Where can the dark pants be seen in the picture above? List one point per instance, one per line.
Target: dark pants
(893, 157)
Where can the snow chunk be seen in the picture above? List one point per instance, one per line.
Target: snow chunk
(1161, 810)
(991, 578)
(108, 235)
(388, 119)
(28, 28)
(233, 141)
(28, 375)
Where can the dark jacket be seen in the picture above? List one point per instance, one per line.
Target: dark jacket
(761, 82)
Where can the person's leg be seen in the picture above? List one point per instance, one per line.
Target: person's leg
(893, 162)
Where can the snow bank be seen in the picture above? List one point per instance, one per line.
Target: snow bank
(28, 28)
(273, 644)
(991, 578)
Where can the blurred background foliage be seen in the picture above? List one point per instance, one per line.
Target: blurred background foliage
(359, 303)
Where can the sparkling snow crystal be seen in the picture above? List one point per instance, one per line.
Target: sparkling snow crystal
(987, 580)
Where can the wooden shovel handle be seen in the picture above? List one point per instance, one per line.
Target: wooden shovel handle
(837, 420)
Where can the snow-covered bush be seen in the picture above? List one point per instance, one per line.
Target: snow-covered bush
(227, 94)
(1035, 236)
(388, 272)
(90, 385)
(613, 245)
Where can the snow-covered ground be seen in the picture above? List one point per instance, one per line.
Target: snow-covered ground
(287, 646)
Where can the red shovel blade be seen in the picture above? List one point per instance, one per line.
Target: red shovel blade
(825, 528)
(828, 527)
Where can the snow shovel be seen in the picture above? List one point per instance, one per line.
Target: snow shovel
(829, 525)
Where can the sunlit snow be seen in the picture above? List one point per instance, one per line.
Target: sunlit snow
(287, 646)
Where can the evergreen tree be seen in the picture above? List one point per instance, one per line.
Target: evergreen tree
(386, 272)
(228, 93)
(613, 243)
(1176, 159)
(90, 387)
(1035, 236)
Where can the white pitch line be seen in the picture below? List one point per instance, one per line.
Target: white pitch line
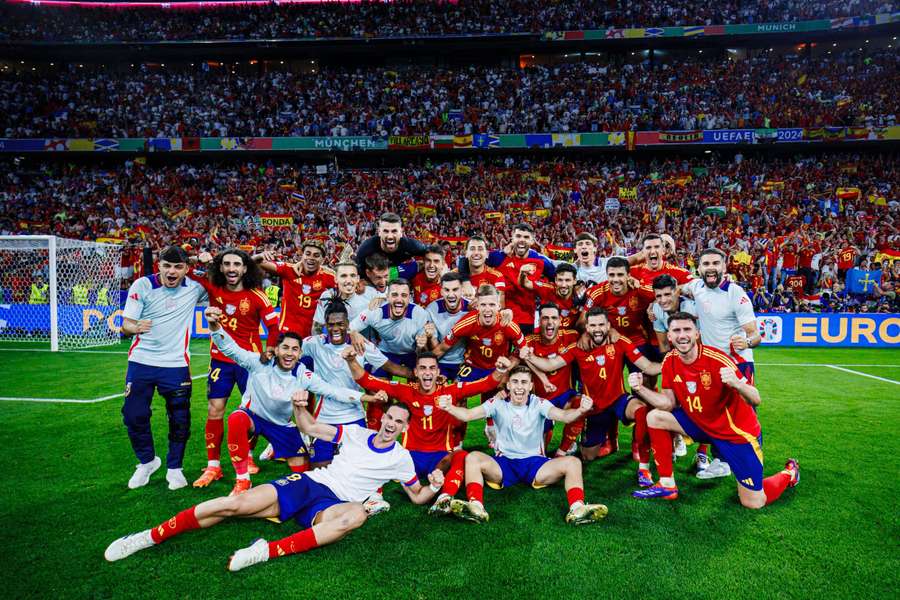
(73, 400)
(861, 374)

## ACTIVITY
All text in the material above must be written out exactly; the images are to be skipped.

## SOLUTION BELOW
Where can the dark pants be seen in the picture above? List one point per instance, one per line.
Target: dark pants
(893, 157)
Where can the snow chunk be seen in the picture above? List one point per instance, one per line.
Target: snow chunk
(1161, 810)
(991, 578)
(108, 235)
(388, 119)
(28, 28)
(233, 141)
(28, 375)
Where can the dark jacket be seen in the picture above? List one point per instance, one per line.
Target: dark jacket
(761, 82)
Where can the person's leg be seen in the picture above? List one point per instance, one per line.
Target: person's leg
(893, 162)
Where can the snow bank be seen in the picture above? List one point per instance, one per line.
Target: snow bank
(28, 28)
(273, 644)
(991, 578)
Where can the blurred background foliage be seen in the picture above? List one point per instance, one per line.
Target: blurred background foliage
(359, 303)
Where can the sparkling snow crystal be seen in the picture above? List one point per instance, one per line.
Target: sparkling snow crystal
(987, 580)
Where can the wooden shovel handle be seen in the picture above? List one point per instance, one per line.
Target: wooden shovel handle
(837, 420)
Where can the snow-covered bush be seen in the picture above? List one point per instance, one per line.
Target: snow-covered bush
(227, 94)
(1035, 236)
(388, 272)
(90, 385)
(613, 245)
Where can the snow-covered ground be seen in the picture above? List one point per instance, one per line.
Target: snow-covered ground
(287, 646)
Where can the red shovel blade be seen in the picture above? List one point per instance, one per line.
Target: red shovel blade
(825, 528)
(828, 527)
Where can the snow shovel be seen in the picture above? List one point per instance, one per line.
Target: snow shovel
(829, 525)
Where can the sunlit snow be seen in the picture above? List one point per instance, one per line.
Target: sunlit snow
(287, 646)
Where can the evergreen tree be seen in the picture above? List one point per instance, one per line.
Target: evergreen tree
(386, 272)
(228, 93)
(613, 243)
(1176, 159)
(90, 387)
(1035, 236)
Where can the white pitch line be seen in the picture below? List one point per instance, one per line.
Target: white pitch line
(73, 400)
(861, 374)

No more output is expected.